__Selected text__.
◆ ◆ ◆ ◆ ◆ ◆ ◆
Nested and different AD methods altogether: How to add AD calculations inside my loss function when using neural differential equations?

facusapienza · January 18, 2024, 8:43pm

Hi all,

I am implementing regularization penalties inside Universal Differential Equations (also applicable to Physics-Informed neural networks) where I need to differentiate a (loss) function that includes in its calculation a gradient. For an UDE, consider the case where the outputs of the neural network are differentiated with respect to the input layer and added to the loss function (this will represent a physical derivative that I am interested in constraining for some application). A second (computational) derivative with respect to the weights of the NN needs to be computed on top of this for optimizing the weights of the NN.

Consider the simple example based on the Lotka-Volterra equations from the SciML tutorial with the following (slightly modified) loss function (MWE with all code is provided at the end of this post):

function loss(θ)
    # Empirical error
    X̂ = predict(θ)
    l_emp = mean(abs2, Xₙ .- X̂)
    # Regularization based on first derivatives 
    steps_reg = collect(0.0:0.1:10.0)
    dUdx = map(x -> Zygote.jacobian(first ∘ U, [x, 1.0], θ, st)[1], steps_reg)
    norm_dUdx = norm.(dUdx).^2.0
    l_reg = sum(norm_dUdx) 
    return l_emp + l_reg
end

The loss function here is the combination of the empirical error and a regularization term involving derivatives of the neural network. This can be easily evaluated, so the following works

loss(p)
# Return: 116666.31176556791

However, when applying the solve step to optimize the weights of the neural network I obtain ERROR: LoadError: Mutating arrays is not supported, but I am somehow confident the problem is coming from mutating arrays in my code. For example. if I change the loss function to not compute this extra gradient, everything works fine:

function loss(θ)
    # Empirical error
    X̂ = predict(θ)
    l_emp = mean(abs2, Xₙ .- X̂)
    # regularization 
    steps_reg = collect(0.0:0.1:10.0)
    # dUdx = map(x -> Zygote.jacobian(first ∘ U, [x, 1.0], θ, st)[1], steps_reg) # previous code
    dUdx = map(x -> U([x, 1.0], θ, st)[1], steps_reg) # new code
    norm_dUdx = norm.(dUdx).^2.0
    l_reg = sum(norm_dUdx) 
    return l_emp + l_reg
end

A second implementation of this uses finite differences to compute the derivative involved in the regularization.

function loss(θ)
    # Empirical error
    X̂ = predict(θ)
    l_emp = mean(abs2, Xₙ .- X̂)
    # Regularization computed with finite differences  
    steps_reg = collect(0.0:0.1:10.0)
    Ux = map(x -> (first ∘ U)([x, 1.0], θ, st), steps_reg)
    dUdx = diff(Ux) ./ diff(steps_reg)
    l_reg = sum(norm.(dUdx).^2.0)    
    return l_emp + l_reg
end

This of course works, although I noticed that it is slower than expected (especially compared to the adjoint differentiation involved in the numerical solver). However, this is far from being the ideal solution to the problem, since I would like to be able to compute derivatives inside my loss function with some AD tool.
◆ ◆ ◆ ◆ ◆ ◆ ◆
__Raw records__.

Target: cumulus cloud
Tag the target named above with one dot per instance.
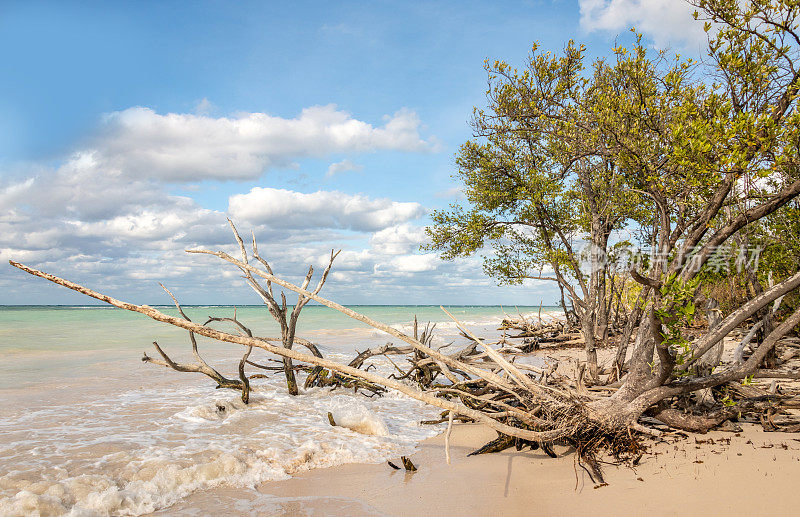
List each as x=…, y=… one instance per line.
x=667, y=22
x=181, y=147
x=321, y=209
x=398, y=239
x=415, y=263
x=343, y=166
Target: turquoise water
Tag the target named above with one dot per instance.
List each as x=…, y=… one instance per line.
x=89, y=429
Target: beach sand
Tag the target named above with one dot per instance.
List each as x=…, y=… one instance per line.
x=755, y=474
x=746, y=473
x=749, y=473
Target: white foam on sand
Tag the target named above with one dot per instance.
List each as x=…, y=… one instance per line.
x=141, y=451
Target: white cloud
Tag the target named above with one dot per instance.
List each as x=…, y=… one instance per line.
x=343, y=166
x=415, y=263
x=182, y=147
x=667, y=22
x=321, y=209
x=397, y=240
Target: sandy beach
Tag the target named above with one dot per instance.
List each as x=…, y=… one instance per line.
x=748, y=472
x=753, y=474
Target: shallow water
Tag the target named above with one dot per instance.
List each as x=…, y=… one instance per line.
x=89, y=429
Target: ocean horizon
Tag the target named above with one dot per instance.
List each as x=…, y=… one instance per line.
x=90, y=429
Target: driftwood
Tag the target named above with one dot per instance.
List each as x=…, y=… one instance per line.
x=527, y=406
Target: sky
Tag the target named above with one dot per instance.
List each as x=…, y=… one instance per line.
x=130, y=131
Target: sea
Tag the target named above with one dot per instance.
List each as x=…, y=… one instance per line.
x=87, y=428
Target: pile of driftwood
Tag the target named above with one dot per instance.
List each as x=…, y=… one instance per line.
x=529, y=405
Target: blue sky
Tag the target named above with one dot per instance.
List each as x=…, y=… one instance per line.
x=128, y=131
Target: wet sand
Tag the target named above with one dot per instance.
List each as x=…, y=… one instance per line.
x=754, y=474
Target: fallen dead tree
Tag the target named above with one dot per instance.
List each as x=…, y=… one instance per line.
x=527, y=406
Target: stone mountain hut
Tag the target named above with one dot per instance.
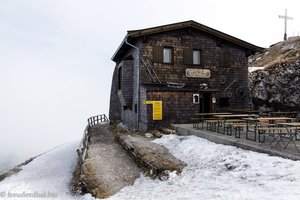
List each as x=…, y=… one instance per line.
x=165, y=74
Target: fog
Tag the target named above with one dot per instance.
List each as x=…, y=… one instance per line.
◆ ◆ ◆ ◆ ◆ ◆ ◆
__Task goal__.
Carry the forum post on nesting automatic differentiation inside a neural differential equation loss function forward from its last sentence.

__Result of the task__.
The big picture problem. I think the really interesting thing here is how different differentiation methods interact with each other. This is also relevant for physics-informed neural networks, where most implementations I have seen rely purely on reverse AD to compute higher-order derivatives (both with respect to input layer and weights). However, this is quite inefficient and scales exponentially with the order of the derivative. On the other side, I noticed that NeuralPDE.jl instead uses the methods of lines to discretize derivatives in space (code here), which is quite the same I am doing with this example.

The ideal solution. I would like to have something that allows me to compute (physical) derivatives using some form of AD (for derivatives with respect to input layers of a NN, probably a forward method) and then be able to perform gradient-based optimization on top of it using reverse AD. This will push very interesting SciML applications with physical regularization (I have a few examples in my own research) and it is becoming increasingly important for deep learning methods used to solve differential equations.

I would appreciate if someone had some insights on this, both in

Do you have an idea how to compute the gradients in the loss function using some form of AD methods for the regularization; and
Big picture perspectives of the integration between different AD tools in real SciML problems (e.g., I would like to apply reverse AD on top of something computing a forward derivative using dual numbers).

Thanks!

Complete minimal working example:

using Pkg; Pkg.activate(".")

# SciML Tools
using OrdinaryDiffEq, SciMLSensitivity
using Optimization, OptimizationOptimisers, OptimizationOptimJL
using LinearAlgebra, Statistics
using ComponentArrays, Lux, Zygote #, StableRNGs

# Set a random seed for reproducible behaviour
using Random
rng = Random.default_rng()
Random.seed!(rng, 666)

function lotka!(du, u, p, t)
    α, β, γ, δ = p
    du[1] = α * u[1] - β * u[2] * u[1]
    du[2] = γ * u[1] * u[2] - δ * u[2]
end

# Define the experimental parameter
tspan = (0.0, 5.0)
u0 = 5.0f0 * rand(rng, 2)
p_ = [1.3, 0.9, 0.8, 1.8]
prob = ODEProblem(lotka!, u0, tspan, p_)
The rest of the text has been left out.